--- start Selected passage ---

# Suggest me small school fish without Heater



## zfarsh (Apr 7, 2011)

Hi,

I have a 10 gallon tank planted. Room temperature always 22C or above.

Want a small size schooling fish for top / medium level. Will also have some cories or dwarf cories there. No heaters.

Pls let me know of a fish that is not aggressive that you like using and have had success without heaters. Any tetras maybe that you have had luck with without heater?

I know of the white cloud mountain minnows, and have 1 right now, but, they can sometimes be aggressive in groups in a small tank towards each other (not always), and I was thinking of something smaller and more school like.

I have guppies, and love them, but wanted something else for this 10g tank. They don't need heaters in my setups.


----------



## Grey Legion (Mar 20, 2006)

May I ask why your so set on a heaterless setup?
This may limit your choices on schooling (small) fish..

But, if I had to choose one schooling fish, it would be neon tetra's all the way. They look amazing in a school.

--- end Selected passage ---

In the forum thread about small schooling fish without a heater, which fish does the reply recommend?

--- start Data section ---

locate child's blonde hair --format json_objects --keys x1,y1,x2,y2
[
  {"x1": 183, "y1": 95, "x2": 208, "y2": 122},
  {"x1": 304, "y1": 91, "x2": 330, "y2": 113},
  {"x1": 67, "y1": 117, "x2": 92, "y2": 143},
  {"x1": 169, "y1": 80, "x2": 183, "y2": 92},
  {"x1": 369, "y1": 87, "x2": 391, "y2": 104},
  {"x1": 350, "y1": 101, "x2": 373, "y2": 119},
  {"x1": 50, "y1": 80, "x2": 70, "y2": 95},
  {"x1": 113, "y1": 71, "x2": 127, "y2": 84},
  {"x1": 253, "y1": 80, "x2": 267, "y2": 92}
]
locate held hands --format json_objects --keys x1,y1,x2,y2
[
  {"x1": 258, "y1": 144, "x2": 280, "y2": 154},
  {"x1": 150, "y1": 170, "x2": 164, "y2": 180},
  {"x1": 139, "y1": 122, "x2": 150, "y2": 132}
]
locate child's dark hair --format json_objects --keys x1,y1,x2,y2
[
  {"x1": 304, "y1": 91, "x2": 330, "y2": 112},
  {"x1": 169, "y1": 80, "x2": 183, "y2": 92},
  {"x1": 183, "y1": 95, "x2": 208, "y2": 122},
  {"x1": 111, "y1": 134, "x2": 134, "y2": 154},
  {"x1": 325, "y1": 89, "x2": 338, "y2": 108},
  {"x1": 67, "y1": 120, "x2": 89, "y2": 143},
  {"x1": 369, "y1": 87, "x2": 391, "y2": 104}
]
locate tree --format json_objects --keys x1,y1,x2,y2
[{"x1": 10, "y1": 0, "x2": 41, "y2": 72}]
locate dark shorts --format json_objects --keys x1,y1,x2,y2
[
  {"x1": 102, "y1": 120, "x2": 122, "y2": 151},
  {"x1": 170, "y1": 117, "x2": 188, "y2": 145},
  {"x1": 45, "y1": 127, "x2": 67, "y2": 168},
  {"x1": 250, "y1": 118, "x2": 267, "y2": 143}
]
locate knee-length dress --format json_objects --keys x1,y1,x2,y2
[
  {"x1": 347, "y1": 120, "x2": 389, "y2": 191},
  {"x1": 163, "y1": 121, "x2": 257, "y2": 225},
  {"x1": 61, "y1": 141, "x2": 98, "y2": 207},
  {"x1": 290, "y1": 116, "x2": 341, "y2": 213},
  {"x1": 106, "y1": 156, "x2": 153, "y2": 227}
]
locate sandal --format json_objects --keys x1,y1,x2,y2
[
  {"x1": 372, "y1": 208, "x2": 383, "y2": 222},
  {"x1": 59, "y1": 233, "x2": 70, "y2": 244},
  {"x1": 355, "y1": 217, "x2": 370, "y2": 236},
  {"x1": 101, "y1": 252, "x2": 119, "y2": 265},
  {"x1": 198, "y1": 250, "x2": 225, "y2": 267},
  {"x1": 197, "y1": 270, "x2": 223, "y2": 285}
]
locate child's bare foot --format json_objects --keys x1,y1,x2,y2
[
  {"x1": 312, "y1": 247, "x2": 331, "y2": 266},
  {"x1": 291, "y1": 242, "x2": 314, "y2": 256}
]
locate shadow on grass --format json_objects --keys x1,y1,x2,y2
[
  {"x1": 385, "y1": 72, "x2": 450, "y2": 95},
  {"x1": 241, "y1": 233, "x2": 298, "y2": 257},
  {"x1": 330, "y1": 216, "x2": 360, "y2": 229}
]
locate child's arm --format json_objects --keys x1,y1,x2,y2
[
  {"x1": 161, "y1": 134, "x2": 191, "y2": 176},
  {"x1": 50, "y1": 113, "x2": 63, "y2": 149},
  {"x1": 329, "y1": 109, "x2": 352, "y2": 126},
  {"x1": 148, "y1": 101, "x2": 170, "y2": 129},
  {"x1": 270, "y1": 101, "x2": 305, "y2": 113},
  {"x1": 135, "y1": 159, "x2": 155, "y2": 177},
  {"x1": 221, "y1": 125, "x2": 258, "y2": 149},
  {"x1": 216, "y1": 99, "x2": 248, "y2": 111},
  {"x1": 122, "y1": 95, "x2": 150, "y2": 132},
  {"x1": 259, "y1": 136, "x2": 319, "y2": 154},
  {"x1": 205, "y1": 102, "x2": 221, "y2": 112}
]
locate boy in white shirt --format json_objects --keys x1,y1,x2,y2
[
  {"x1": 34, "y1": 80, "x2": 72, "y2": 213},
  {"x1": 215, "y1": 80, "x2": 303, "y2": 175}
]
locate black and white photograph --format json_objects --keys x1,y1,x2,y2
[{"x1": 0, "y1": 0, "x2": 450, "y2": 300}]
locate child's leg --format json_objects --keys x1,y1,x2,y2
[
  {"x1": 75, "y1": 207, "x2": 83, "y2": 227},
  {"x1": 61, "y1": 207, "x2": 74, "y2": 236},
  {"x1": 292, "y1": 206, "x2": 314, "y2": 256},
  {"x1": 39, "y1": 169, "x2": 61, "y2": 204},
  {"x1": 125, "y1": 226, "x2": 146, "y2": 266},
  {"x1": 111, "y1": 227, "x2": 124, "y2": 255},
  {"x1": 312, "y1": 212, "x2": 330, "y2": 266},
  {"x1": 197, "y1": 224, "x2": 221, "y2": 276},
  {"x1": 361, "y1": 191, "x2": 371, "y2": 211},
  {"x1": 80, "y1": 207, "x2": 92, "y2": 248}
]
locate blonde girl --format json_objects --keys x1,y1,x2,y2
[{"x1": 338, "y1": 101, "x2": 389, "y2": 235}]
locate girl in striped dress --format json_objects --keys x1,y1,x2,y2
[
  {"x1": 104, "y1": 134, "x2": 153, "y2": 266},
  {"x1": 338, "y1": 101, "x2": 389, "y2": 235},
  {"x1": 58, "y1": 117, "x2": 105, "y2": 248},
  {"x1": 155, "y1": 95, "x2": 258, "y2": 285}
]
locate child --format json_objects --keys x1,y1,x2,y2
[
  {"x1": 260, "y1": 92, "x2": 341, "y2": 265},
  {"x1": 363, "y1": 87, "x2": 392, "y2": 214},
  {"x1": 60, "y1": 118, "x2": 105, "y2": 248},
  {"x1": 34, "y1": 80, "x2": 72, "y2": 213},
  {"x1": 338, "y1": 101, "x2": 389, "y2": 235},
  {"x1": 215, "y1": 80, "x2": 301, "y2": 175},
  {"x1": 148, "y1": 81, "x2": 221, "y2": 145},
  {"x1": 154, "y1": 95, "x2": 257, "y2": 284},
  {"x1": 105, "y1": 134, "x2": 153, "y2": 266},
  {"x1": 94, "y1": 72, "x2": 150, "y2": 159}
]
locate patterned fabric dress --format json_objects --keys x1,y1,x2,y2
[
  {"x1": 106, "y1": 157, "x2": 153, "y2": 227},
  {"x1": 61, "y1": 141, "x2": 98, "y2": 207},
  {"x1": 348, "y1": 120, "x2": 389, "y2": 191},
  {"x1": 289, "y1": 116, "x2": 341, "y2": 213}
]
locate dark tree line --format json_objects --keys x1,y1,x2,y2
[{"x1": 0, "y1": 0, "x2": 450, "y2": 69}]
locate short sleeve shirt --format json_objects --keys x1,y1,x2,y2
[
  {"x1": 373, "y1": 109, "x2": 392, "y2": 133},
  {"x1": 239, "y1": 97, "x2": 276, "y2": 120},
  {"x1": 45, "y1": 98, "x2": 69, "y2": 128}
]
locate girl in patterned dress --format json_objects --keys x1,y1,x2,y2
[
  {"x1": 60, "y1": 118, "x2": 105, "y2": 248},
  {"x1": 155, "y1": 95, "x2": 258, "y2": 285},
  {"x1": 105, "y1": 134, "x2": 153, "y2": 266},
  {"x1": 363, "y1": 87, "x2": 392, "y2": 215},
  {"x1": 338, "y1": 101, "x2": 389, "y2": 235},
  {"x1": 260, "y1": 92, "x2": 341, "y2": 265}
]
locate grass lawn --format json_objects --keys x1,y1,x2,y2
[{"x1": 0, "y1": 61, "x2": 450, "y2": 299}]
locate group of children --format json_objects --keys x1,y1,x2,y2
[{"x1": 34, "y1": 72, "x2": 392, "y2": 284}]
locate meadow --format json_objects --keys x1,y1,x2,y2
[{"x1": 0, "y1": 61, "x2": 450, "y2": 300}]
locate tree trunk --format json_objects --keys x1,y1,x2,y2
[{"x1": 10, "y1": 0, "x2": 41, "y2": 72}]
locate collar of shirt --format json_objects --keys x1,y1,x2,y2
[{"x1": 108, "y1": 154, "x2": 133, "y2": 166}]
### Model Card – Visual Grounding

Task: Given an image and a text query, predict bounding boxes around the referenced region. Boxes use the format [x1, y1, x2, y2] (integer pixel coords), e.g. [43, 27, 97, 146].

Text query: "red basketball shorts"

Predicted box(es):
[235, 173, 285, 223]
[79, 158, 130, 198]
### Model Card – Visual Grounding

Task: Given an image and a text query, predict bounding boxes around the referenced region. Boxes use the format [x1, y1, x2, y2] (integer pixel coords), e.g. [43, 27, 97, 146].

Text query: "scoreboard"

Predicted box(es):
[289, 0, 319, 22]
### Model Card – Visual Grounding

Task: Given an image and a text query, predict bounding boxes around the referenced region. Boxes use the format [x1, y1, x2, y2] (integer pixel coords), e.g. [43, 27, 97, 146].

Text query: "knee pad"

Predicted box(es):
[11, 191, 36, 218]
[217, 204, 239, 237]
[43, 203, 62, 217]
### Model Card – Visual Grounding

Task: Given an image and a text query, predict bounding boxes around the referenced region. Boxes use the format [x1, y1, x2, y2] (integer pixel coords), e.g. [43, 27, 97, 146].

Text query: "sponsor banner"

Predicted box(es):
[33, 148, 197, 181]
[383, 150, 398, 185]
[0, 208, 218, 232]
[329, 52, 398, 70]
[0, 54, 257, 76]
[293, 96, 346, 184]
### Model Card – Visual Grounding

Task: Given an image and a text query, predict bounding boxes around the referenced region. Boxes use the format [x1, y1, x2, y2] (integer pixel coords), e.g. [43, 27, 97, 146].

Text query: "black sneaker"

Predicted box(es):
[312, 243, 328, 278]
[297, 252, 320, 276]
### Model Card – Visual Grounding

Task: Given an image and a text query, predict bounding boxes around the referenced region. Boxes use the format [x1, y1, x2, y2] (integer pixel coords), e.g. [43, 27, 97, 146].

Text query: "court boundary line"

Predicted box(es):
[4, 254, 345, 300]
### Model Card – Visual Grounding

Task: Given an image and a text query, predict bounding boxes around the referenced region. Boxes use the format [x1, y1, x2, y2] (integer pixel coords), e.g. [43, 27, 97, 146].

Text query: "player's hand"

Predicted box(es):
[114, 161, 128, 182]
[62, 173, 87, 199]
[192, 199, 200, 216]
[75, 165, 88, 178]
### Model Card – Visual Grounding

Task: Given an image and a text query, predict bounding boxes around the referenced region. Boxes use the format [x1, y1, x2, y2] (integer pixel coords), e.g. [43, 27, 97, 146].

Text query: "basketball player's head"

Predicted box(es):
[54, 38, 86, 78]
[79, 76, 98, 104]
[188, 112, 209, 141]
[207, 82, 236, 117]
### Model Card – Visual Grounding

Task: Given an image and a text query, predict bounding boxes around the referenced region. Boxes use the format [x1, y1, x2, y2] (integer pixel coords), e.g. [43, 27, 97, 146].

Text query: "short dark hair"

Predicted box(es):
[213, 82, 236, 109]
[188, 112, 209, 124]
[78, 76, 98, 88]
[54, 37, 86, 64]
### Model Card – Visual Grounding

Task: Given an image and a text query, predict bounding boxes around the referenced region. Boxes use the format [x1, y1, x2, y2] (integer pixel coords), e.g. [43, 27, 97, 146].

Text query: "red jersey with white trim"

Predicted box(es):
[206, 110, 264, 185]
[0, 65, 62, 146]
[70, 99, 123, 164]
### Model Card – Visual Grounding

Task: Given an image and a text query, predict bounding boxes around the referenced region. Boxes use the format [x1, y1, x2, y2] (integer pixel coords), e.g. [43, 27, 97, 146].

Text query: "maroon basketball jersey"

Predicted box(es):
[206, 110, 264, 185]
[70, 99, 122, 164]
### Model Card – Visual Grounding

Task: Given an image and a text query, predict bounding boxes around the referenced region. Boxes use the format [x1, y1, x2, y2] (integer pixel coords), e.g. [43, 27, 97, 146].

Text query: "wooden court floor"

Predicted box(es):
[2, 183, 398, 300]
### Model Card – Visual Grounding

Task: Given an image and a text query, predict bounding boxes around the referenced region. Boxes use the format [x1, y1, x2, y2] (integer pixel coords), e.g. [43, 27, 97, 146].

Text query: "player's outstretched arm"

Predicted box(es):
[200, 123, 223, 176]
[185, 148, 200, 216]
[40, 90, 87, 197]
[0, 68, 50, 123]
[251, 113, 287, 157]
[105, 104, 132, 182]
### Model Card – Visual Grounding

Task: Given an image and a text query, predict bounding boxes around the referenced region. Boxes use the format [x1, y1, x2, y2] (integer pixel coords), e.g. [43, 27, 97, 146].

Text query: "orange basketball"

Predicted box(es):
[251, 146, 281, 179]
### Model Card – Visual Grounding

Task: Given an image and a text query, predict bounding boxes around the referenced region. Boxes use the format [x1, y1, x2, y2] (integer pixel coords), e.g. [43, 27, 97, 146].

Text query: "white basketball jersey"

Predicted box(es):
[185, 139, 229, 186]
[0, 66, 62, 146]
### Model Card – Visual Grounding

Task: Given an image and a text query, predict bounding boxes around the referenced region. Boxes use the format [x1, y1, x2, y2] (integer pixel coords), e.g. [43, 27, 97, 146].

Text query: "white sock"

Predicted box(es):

--- end Data section ---

Written response.
Neon tetras.